▸ DIRECTIVE: Reproduce verbatim the lines of the listing below, from the line containing "locate white bathtub?" to the line containing "top-left (607, 168), bottom-right (624, 182)", both included.

══ THE INPUT ══

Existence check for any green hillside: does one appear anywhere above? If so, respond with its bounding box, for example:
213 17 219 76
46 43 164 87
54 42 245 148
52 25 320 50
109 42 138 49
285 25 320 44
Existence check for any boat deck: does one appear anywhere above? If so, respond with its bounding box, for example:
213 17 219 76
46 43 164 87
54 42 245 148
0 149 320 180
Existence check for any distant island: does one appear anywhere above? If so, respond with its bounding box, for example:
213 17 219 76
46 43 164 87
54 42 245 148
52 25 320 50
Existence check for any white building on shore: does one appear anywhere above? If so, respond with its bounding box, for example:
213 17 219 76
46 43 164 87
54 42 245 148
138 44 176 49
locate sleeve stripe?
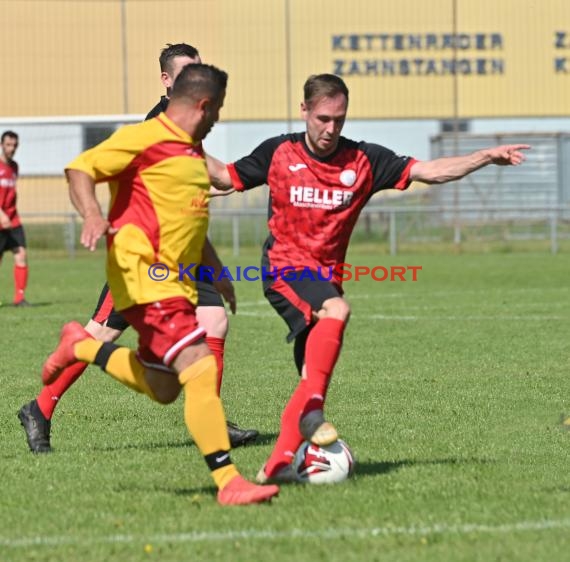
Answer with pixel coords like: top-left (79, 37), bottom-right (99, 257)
top-left (394, 158), bottom-right (417, 191)
top-left (227, 164), bottom-right (245, 191)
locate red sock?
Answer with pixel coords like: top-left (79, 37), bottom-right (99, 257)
top-left (206, 337), bottom-right (226, 396)
top-left (14, 265), bottom-right (28, 303)
top-left (301, 318), bottom-right (346, 416)
top-left (265, 382), bottom-right (305, 476)
top-left (36, 361), bottom-right (88, 420)
top-left (265, 318), bottom-right (346, 476)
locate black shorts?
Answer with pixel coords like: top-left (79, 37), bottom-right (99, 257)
top-left (91, 274), bottom-right (224, 332)
top-left (263, 272), bottom-right (343, 342)
top-left (0, 225), bottom-right (26, 256)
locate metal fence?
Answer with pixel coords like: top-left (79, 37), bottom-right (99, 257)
top-left (26, 204), bottom-right (570, 257)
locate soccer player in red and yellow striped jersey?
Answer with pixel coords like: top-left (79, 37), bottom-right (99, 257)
top-left (42, 64), bottom-right (279, 505)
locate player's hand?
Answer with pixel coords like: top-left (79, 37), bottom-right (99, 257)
top-left (0, 214), bottom-right (11, 230)
top-left (81, 215), bottom-right (110, 252)
top-left (214, 277), bottom-right (237, 314)
top-left (489, 144), bottom-right (530, 166)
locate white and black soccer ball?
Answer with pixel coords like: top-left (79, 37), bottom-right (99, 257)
top-left (293, 439), bottom-right (355, 484)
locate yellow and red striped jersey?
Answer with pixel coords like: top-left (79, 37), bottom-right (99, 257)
top-left (66, 113), bottom-right (210, 310)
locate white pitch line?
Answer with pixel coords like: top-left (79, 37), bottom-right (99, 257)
top-left (0, 519), bottom-right (570, 548)
top-left (368, 313), bottom-right (568, 322)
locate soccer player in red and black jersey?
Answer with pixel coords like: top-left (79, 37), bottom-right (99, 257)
top-left (208, 74), bottom-right (530, 482)
top-left (18, 43), bottom-right (258, 453)
top-left (0, 131), bottom-right (29, 306)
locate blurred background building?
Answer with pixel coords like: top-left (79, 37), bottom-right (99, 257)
top-left (0, 0), bottom-right (570, 252)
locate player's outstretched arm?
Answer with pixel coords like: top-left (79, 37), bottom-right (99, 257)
top-left (410, 144), bottom-right (530, 183)
top-left (206, 154), bottom-right (233, 190)
top-left (65, 168), bottom-right (109, 251)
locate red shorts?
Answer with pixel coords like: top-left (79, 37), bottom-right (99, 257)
top-left (121, 297), bottom-right (206, 369)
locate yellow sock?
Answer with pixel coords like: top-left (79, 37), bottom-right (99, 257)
top-left (178, 355), bottom-right (239, 489)
top-left (74, 339), bottom-right (156, 400)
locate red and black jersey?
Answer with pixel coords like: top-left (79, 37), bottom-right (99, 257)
top-left (0, 156), bottom-right (22, 228)
top-left (228, 133), bottom-right (416, 284)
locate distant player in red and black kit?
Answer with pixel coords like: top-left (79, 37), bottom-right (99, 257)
top-left (18, 43), bottom-right (258, 453)
top-left (0, 131), bottom-right (29, 306)
top-left (208, 74), bottom-right (530, 482)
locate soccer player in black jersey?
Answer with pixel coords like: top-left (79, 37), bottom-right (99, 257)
top-left (208, 74), bottom-right (530, 482)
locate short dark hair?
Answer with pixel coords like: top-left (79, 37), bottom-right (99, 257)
top-left (303, 74), bottom-right (348, 106)
top-left (158, 43), bottom-right (200, 74)
top-left (0, 131), bottom-right (19, 142)
top-left (170, 64), bottom-right (228, 104)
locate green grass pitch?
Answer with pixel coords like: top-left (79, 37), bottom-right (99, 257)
top-left (0, 247), bottom-right (570, 562)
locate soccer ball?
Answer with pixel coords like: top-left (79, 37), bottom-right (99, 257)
top-left (293, 439), bottom-right (354, 484)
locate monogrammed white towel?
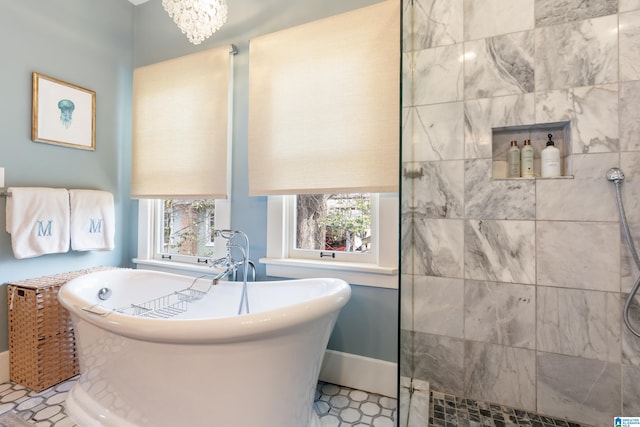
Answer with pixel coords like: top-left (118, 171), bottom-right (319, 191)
top-left (6, 187), bottom-right (69, 259)
top-left (69, 190), bottom-right (116, 251)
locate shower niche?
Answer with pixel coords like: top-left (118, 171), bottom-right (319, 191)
top-left (491, 122), bottom-right (573, 179)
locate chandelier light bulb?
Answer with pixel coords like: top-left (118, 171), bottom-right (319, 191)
top-left (162, 0), bottom-right (227, 45)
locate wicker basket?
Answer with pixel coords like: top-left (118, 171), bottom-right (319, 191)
top-left (7, 267), bottom-right (112, 391)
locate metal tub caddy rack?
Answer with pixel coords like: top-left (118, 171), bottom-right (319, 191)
top-left (83, 230), bottom-right (255, 319)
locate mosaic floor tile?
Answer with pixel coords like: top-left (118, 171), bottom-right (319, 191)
top-left (0, 378), bottom-right (396, 427)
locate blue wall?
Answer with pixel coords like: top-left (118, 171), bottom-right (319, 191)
top-left (0, 0), bottom-right (398, 362)
top-left (0, 0), bottom-right (137, 351)
top-left (135, 0), bottom-right (399, 362)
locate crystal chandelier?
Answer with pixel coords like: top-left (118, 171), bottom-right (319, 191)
top-left (162, 0), bottom-right (227, 44)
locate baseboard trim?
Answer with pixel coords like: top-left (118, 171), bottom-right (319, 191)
top-left (320, 350), bottom-right (398, 399)
top-left (0, 350), bottom-right (10, 384)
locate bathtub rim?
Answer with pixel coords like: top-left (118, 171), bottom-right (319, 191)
top-left (58, 269), bottom-right (351, 344)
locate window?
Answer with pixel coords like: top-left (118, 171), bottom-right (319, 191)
top-left (134, 199), bottom-right (231, 269)
top-left (289, 193), bottom-right (377, 262)
top-left (260, 193), bottom-right (399, 288)
top-left (159, 199), bottom-right (215, 257)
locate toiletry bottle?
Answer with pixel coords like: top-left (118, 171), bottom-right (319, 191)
top-left (540, 134), bottom-right (560, 178)
top-left (520, 139), bottom-right (533, 178)
top-left (507, 141), bottom-right (520, 178)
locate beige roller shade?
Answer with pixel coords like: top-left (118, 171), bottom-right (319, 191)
top-left (249, 0), bottom-right (401, 195)
top-left (131, 46), bottom-right (232, 198)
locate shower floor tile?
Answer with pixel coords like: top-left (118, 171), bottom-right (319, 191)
top-left (0, 378), bottom-right (397, 427)
top-left (429, 391), bottom-right (592, 427)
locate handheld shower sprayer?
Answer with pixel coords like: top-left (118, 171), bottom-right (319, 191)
top-left (607, 168), bottom-right (624, 184)
top-left (606, 168), bottom-right (640, 338)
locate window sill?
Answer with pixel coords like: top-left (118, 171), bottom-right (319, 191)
top-left (260, 258), bottom-right (398, 289)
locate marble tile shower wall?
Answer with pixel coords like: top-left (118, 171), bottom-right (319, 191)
top-left (400, 0), bottom-right (640, 425)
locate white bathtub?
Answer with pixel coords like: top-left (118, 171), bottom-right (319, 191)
top-left (58, 269), bottom-right (351, 427)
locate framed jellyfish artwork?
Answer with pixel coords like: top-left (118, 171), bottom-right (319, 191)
top-left (31, 72), bottom-right (96, 150)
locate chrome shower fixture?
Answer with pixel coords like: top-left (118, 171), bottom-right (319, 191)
top-left (607, 168), bottom-right (624, 182)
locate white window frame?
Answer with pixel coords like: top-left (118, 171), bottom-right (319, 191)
top-left (260, 193), bottom-right (399, 289)
top-left (286, 193), bottom-right (380, 264)
top-left (133, 199), bottom-right (231, 273)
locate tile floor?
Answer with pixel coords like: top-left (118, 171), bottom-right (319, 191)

═══

▸ WORKED ANSWER:
locate white bathtub?
Answer with pixel coords like: top-left (118, 171), bottom-right (319, 191)
top-left (58, 269), bottom-right (351, 427)
locate framed jellyfish artwork?
Answer with pixel coords like: top-left (118, 171), bottom-right (319, 191)
top-left (31, 72), bottom-right (96, 150)
locate chrome shower fixture?
Answer with pixel coords like: top-left (118, 171), bottom-right (319, 191)
top-left (607, 168), bottom-right (624, 182)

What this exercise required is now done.